**Problem to work on**: Starting at the line that has "Target: grass field" and stopping after the line that has "e.g. point(512, 364)", reproduce the listing below exactly; omit everything else.

**Data for this task**:

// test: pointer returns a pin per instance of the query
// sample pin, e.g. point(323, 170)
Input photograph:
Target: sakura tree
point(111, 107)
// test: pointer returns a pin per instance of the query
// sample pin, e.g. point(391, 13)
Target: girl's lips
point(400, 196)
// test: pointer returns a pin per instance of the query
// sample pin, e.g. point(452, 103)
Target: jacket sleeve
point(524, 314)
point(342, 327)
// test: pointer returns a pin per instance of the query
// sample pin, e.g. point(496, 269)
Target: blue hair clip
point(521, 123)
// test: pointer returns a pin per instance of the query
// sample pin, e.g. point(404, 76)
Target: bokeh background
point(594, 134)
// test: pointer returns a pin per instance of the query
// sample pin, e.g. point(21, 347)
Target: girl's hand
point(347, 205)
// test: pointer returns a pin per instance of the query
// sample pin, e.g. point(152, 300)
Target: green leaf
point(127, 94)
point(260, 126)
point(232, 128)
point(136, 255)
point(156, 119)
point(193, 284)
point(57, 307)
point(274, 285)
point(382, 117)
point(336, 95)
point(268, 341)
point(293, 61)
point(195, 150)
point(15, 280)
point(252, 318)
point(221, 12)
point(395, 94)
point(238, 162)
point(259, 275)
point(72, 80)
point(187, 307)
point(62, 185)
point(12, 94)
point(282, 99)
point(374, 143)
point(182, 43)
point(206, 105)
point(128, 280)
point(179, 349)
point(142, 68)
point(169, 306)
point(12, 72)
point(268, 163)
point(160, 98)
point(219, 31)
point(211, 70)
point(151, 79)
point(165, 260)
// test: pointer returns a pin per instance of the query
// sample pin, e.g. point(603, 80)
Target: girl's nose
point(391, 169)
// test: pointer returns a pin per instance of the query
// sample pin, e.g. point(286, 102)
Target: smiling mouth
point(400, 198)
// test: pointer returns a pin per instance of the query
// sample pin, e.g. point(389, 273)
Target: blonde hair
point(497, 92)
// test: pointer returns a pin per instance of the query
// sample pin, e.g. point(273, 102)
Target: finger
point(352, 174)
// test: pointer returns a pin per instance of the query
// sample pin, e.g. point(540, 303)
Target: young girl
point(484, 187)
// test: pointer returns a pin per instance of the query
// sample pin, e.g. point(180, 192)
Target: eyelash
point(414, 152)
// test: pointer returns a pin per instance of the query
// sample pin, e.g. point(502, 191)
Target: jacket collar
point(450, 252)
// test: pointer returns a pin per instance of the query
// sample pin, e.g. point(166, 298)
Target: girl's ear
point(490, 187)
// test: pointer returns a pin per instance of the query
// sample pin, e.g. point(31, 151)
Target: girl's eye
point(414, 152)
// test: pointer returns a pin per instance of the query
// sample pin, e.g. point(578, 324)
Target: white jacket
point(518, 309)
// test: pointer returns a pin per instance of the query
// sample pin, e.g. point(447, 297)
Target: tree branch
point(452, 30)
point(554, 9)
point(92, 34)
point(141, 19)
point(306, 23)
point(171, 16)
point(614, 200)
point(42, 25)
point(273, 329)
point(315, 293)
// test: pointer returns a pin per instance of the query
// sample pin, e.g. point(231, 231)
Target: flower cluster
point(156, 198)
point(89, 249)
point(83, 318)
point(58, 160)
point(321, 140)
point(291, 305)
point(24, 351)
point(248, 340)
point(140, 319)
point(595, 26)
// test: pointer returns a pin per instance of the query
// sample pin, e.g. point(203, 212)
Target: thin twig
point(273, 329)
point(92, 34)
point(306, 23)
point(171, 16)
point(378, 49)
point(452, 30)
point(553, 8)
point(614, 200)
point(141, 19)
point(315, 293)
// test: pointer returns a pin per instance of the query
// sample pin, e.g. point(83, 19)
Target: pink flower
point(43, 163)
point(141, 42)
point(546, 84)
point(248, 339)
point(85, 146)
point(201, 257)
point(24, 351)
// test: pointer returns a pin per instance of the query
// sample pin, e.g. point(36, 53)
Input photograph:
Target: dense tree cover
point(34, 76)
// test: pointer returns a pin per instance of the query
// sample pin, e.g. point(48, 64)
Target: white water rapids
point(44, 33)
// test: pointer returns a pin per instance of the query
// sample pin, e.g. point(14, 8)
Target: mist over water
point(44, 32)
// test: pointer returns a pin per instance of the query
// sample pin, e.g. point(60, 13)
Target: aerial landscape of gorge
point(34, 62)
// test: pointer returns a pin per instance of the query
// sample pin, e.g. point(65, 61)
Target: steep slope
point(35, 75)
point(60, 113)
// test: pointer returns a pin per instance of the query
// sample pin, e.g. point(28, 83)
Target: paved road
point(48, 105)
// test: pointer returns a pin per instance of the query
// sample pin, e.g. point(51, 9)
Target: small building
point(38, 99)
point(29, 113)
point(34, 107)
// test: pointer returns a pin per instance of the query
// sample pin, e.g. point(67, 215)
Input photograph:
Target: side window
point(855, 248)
...
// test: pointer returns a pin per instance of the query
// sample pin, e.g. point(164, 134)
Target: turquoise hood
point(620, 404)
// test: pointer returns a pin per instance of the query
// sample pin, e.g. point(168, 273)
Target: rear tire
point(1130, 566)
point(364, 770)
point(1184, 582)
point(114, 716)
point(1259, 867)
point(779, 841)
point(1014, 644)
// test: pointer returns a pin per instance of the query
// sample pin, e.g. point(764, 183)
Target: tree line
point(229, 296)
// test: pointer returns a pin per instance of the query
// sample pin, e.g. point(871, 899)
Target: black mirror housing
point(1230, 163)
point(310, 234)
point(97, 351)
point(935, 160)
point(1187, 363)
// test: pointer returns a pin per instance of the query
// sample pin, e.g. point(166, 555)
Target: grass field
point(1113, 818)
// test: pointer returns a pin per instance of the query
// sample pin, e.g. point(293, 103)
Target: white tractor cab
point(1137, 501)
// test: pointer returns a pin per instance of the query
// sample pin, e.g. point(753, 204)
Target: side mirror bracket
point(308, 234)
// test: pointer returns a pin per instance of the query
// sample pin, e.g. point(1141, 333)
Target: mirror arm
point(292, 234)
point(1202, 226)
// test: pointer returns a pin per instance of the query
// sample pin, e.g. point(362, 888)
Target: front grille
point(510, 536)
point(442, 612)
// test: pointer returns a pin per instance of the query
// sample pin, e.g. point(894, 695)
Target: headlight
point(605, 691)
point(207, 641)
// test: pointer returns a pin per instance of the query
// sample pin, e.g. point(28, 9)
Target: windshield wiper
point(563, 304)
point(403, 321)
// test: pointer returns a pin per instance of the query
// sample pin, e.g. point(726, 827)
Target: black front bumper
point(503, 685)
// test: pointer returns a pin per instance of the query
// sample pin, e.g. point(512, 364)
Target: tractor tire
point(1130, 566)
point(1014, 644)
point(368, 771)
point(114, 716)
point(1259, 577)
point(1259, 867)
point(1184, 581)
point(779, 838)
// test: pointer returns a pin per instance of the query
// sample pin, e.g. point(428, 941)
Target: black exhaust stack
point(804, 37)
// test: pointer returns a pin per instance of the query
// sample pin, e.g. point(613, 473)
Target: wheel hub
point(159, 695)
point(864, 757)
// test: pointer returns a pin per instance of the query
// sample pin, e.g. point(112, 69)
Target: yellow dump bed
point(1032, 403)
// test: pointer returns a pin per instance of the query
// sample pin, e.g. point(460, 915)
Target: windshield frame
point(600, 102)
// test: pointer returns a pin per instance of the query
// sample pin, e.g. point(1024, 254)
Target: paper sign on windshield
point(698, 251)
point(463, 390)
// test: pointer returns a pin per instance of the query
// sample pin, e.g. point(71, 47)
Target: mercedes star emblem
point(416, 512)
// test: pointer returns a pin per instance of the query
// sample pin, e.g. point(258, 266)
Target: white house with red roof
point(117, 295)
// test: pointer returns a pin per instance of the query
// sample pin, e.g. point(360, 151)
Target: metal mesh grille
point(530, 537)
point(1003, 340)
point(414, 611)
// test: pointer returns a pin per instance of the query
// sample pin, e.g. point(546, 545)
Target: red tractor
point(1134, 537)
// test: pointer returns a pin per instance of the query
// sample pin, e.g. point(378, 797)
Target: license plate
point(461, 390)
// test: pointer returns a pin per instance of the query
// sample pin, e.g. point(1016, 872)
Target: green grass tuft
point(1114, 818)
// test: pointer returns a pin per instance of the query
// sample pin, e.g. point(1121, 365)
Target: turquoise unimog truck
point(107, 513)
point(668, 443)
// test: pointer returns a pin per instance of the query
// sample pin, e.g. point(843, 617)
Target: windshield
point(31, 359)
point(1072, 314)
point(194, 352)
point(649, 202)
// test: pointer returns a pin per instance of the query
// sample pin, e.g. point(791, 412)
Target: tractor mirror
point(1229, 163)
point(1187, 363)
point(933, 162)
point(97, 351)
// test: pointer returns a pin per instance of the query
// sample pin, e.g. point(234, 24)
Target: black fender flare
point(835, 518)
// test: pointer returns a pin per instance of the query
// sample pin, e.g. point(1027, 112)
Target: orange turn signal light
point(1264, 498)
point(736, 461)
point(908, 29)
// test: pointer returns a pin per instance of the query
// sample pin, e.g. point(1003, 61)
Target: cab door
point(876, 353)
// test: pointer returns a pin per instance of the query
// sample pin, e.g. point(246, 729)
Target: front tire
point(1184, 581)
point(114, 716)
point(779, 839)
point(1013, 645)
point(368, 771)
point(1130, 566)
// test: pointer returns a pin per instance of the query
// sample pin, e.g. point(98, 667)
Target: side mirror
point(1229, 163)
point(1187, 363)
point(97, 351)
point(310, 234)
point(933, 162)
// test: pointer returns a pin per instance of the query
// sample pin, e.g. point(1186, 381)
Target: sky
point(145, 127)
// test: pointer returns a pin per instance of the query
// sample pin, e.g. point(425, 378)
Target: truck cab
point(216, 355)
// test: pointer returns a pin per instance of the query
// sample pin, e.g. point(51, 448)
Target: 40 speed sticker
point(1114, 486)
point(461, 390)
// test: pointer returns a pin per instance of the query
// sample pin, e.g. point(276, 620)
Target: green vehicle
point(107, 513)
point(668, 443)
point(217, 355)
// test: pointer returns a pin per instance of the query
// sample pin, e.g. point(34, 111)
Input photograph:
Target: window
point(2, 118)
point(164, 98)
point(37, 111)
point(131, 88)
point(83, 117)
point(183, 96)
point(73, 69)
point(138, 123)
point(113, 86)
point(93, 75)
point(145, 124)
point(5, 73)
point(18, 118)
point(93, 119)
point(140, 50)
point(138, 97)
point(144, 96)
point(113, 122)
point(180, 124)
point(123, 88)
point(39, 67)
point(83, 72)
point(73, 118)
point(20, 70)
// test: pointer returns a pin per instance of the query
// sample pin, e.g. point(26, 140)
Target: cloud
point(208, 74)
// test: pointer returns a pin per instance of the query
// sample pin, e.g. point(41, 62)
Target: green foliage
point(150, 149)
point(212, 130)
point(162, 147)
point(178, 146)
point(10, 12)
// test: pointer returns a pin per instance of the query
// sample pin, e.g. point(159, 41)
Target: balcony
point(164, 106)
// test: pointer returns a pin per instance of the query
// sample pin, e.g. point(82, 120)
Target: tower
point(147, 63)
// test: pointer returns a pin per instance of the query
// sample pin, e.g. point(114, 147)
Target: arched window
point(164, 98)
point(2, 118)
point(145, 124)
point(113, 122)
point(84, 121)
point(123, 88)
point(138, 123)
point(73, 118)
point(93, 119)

**Output**:
Target: grass field
point(1113, 818)
// test: pointer returns a pin per instance of the query
// sample pin, e.g. point(293, 103)
Target: white tractor cab
point(1137, 501)
// test: pointer returns a pin per instance of the query
// sample pin, e.g. point(753, 204)
Target: side mirror bracket
point(308, 234)
// test: pointer returns a pin per instance of the query
// sample pin, e.g. point(1141, 333)
Target: mirror arm
point(292, 234)
point(1202, 226)
// test: pointer returns a pin per instance of the query
// sample pin, e.g. point(362, 888)
Target: front grille
point(510, 536)
point(442, 612)
// test: pointer returns a pin per instance of the query
// sample pin, e.g. point(894, 695)
Target: headlight
point(605, 691)
point(207, 641)
// test: pointer returns a pin per instance of the query
// sample pin, e.g. point(28, 9)
Target: windshield wiper
point(563, 304)
point(403, 321)
// test: pointer returns a pin per instance of the query
// sample pin, e.g. point(726, 827)
Target: black front bumper
point(503, 685)
// test: pointer returns a pin per instance of the query
// sample pin, e.g. point(512, 364)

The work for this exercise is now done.